Exercise brief :: Could you copy out the listing below, every line word for word with nothing changed?

Given entries ::
────────────────────

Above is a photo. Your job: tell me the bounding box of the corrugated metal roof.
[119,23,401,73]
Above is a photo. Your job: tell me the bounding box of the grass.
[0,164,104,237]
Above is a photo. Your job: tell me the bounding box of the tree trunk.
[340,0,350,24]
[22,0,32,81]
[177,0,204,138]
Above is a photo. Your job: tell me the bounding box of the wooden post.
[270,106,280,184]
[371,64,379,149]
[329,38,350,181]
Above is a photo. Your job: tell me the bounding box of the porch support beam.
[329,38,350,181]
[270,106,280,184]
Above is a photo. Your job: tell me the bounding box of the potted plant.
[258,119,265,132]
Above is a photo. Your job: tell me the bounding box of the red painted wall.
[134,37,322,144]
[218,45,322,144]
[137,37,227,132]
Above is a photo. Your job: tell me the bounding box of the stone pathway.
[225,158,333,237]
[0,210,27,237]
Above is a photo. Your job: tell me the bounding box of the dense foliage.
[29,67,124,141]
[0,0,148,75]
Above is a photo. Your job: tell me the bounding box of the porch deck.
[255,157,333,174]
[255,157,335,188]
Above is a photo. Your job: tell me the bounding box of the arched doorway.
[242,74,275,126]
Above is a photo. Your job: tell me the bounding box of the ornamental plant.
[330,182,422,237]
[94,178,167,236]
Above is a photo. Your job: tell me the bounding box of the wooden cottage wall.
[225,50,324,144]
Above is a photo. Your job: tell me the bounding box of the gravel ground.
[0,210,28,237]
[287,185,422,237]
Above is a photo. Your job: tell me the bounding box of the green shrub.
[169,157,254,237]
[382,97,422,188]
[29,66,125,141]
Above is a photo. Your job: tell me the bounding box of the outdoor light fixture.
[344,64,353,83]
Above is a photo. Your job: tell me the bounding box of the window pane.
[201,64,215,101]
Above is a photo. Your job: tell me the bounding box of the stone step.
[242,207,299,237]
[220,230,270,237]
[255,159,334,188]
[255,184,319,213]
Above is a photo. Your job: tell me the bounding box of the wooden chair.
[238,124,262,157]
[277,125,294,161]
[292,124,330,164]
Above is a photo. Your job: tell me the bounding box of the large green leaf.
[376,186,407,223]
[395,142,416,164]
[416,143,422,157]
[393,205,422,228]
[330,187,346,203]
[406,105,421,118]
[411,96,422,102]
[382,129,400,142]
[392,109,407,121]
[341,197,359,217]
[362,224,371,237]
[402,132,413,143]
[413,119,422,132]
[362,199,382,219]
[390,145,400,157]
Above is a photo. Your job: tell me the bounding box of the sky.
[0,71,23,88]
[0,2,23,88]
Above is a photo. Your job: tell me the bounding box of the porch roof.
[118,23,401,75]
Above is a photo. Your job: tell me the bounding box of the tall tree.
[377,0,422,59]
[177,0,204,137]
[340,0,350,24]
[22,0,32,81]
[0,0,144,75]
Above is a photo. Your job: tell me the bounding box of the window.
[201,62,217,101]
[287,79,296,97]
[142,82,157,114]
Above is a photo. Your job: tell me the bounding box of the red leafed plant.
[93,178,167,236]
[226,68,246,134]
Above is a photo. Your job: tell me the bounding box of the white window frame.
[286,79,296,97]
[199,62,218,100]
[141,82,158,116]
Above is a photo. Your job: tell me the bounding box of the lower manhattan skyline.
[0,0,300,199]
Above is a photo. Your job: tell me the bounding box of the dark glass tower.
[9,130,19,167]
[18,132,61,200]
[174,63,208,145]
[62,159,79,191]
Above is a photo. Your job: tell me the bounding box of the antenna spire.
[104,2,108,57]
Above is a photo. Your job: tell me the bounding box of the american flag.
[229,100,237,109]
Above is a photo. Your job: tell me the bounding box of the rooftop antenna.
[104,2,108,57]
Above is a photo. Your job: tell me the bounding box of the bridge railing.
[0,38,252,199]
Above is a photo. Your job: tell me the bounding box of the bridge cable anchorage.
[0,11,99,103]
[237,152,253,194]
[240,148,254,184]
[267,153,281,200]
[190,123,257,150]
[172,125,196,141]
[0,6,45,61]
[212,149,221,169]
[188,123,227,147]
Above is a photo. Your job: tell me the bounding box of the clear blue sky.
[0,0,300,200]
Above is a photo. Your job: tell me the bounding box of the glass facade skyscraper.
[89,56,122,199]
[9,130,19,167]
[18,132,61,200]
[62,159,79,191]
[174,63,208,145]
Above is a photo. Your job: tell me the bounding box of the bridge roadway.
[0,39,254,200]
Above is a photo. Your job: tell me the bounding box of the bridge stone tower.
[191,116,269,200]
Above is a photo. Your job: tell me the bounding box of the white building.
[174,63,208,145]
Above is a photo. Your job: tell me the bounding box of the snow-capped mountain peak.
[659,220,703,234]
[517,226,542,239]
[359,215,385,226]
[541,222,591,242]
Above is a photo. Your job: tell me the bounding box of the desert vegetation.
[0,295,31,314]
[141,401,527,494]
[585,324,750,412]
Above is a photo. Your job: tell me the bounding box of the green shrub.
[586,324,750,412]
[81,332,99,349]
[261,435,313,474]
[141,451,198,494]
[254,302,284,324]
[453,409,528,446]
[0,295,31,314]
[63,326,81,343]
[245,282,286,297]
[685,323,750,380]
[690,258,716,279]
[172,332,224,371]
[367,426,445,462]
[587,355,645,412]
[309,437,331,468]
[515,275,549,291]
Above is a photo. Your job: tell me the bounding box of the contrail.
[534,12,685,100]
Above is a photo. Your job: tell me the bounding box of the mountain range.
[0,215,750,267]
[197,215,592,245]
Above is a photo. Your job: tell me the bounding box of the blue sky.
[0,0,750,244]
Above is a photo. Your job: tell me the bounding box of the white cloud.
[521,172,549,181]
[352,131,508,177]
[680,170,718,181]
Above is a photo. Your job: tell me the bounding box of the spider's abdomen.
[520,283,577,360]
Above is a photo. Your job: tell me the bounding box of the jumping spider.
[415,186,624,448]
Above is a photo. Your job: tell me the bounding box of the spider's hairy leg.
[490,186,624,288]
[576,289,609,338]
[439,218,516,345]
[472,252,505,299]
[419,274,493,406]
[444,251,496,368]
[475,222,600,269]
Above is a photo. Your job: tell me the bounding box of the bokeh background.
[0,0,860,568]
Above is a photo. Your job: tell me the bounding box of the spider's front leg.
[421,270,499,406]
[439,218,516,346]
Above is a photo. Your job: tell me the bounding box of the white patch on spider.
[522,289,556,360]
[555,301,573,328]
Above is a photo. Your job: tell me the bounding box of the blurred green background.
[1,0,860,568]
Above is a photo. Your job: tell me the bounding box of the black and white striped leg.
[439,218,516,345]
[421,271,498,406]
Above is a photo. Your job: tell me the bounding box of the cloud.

────────────────────

Output ::
Above is a photo. Your job: tell me the bounding box of the corrugated metal roof.
[119,23,401,73]
Above is a photo. Your job: tell me the bounding box of the grass.
[0,164,104,237]
Above is a photo. Your job: tell me the bounding box of the tree trunk.
[340,0,350,24]
[22,0,32,81]
[177,0,204,138]
Above is a photo. Your job: tell me the bounding box of the wooden post.
[270,106,280,184]
[371,64,379,149]
[329,38,350,181]
Above is a photo. Your job: tell me the bounding box of the porch support beam.
[329,38,350,181]
[270,106,280,184]
Above is a photo. Your job: tell me the bounding box of the potted plant.
[258,119,265,132]
Above is a photo. Your job: tell me the bounding box of the red painted wall.
[134,37,322,144]
[218,45,322,144]
[137,37,227,132]
Above is a photo. Your job: tell me the bounding box of the stone pathway.
[225,158,333,237]
[0,210,27,237]
Above is a photo. Your job: tell me the bounding box of the dense foliage.
[29,67,124,141]
[0,0,148,75]
Above is a photo. Your job: tell me the bounding box of the porch deck.
[255,157,333,174]
[255,157,335,188]
Above is a photo. Your job: tell me the bounding box of the arched doorway.
[242,74,275,126]
Above is a photo. Your job: tell me the bounding box of the ornamental plant.
[330,182,422,237]
[94,178,167,236]
Above is a photo. Your job: tell me the bounding box of the wooden cottage wall.
[225,50,324,144]
Above is a photo. Your job: tell me the bounding box of the gravel ground.
[0,210,28,237]
[287,185,422,237]
Above is a photo. Your job: tell me the bounding box of the green shrub.
[169,157,254,237]
[382,97,422,188]
[29,66,125,141]
Above is a photo. Your job: tell me the bounding box of the outdoor light fixture.
[344,64,353,83]
Above is a photo. Your job: tell me the bounding box of the window pane.
[201,64,215,101]
Above is a photo. Your job: tell me the bounding box of the stone step.
[242,207,299,237]
[220,230,270,237]
[255,159,334,188]
[255,184,319,213]
Above is a photo. Your job: tell me the bounding box of the wooden chair.
[238,124,262,157]
[277,125,294,161]
[292,124,330,164]
Above is a photo. Your job: tell me the bounding box of the large green leaf.
[376,186,407,223]
[395,142,416,164]
[416,143,422,157]
[393,205,422,228]
[330,187,346,203]
[406,105,421,118]
[411,96,422,102]
[382,129,400,142]
[392,109,407,121]
[341,197,359,217]
[362,224,371,237]
[402,132,413,143]
[413,119,422,132]
[362,199,382,219]
[390,145,400,157]
Above is a photo. Your job: tell me the bounding box of the sky.
[0,71,23,88]
[0,2,23,88]
Above is a photo. Your job: tell me the bounding box of the porch roof.
[118,23,401,75]
Above is a photo. Your job: tell me the bounding box of the tall tree.
[377,0,422,59]
[177,0,204,137]
[340,0,350,24]
[22,0,32,81]
[0,0,144,75]
Above is a photo. Your job: tell me the bounding box of the window.
[201,62,217,101]
[287,79,296,97]
[142,82,157,114]
Above is a photo. Your job: tell me the bounding box of the red leafed plant.
[93,178,167,236]
[226,68,246,134]
Above is a photo. Your job: tell me the bounding box of the white window frame.
[286,79,296,97]
[199,62,218,100]
[141,82,158,116]
Above is a photo. Your job: tell me the bounding box of the lower manhattan skyline.
[0,0,300,199]
Above is a photo. Your job: tell me the bounding box of the dark glass tower.
[9,130,19,167]
[18,132,61,200]
[174,63,208,145]
[62,159,79,191]
Above is a photo. Your job: tell me the bounding box of the antenna spire.
[104,2,108,57]
Above is a photo. Your job: tell me the bounding box of the american flag.
[229,100,237,109]
Above is a photo. Your job: tell me the bounding box of the rooftop antenna.
[104,2,108,57]
Above is a photo. Your job: tell me the bounding box of the bridge railing.
[0,38,252,199]
Above is a photo. Your job: tell me the bounding box of the bridge cable anchorage.
[0,11,99,103]
[237,152,253,194]
[240,148,254,184]
[267,153,281,200]
[190,123,257,150]
[172,125,196,141]
[0,6,45,61]
[212,149,221,169]
[188,123,227,147]
Above is a photo. Your job: tell me the bounding box of the clear blue sky.
[0,0,300,200]
Above is a photo. Your job: tell me the bounding box of the glass facade skyscraper.
[89,56,122,199]
[9,130,19,167]
[18,132,61,200]
[62,159,79,191]
[174,63,208,145]
Above is a photo. Your job: tell me the bounding box of the bridge roadway.
[0,39,254,200]
Above is a photo. Your job: tell me the bounding box of the bridge stone tower.
[191,116,269,200]
Above is a photo. Your job: tell me the bounding box of the white building.
[174,63,208,145]
Above is a photo. Your job: tell me the bounding box of the snow-capped mountain peak.
[659,220,703,234]
[517,226,542,239]
[359,215,385,226]
[541,222,591,242]
Above is a photo. Your job: tell me the bounding box of the desert vegetation.
[0,295,31,314]
[141,401,527,494]
[585,324,750,412]
Above is a photo. Your job: tell me the bounding box of the green shrub.
[586,324,750,412]
[81,332,99,349]
[261,435,313,474]
[141,451,198,494]
[254,302,284,324]
[453,409,528,446]
[0,295,31,314]
[63,326,81,343]
[245,282,286,297]
[685,323,750,380]
[690,258,716,279]
[172,332,224,371]
[367,426,445,462]
[587,355,645,412]
[309,437,331,468]
[515,275,549,291]
Above is a photo. Your job: tell me the bounding box of the contrail.
[534,12,685,100]
Above is a photo. Your job: tell me the bounding box of the mountain range.
[0,215,750,267]
[197,215,592,245]
Above is a photo. Your job: tell me the bounding box of the blue sky.
[0,0,750,244]
Above is a photo. Your job: tell me the bounding box of the white cloud.
[521,172,549,181]
[352,131,508,177]
[680,170,718,181]
Above is a photo. Your job: tell me the bounding box of the spider's abdomen.
[520,283,577,360]
Above is a photo. Your job: tell me the bounding box of the jumping spider.
[415,186,624,448]
Above is a photo. Your job: tell me the bounding box of the spider's hairy leg.
[490,186,624,288]
[576,289,609,338]
[439,218,516,345]
[472,252,505,299]
[419,274,493,406]
[444,251,496,368]
[475,222,600,269]
Above is a photo. Your job: tell me the bounding box of the bokeh background.
[0,0,860,568]
Above is a photo. Your job: tell me the bounding box of the spider's front leg.
[421,270,499,406]
[439,218,516,346]
Above is a photo. Your job: tell me the bounding box of the white patch on spider.
[522,289,556,360]
[555,301,573,328]
Above is a photo. Your job: tell me the bounding box of the blurred green background.
[1,0,860,568]
Above is a photo. Your job: tell me the bounding box of the black and white striped leg.
[439,218,516,345]
[421,271,498,406]
Above is a photo. Your job: tell me the bounding box of the cloud.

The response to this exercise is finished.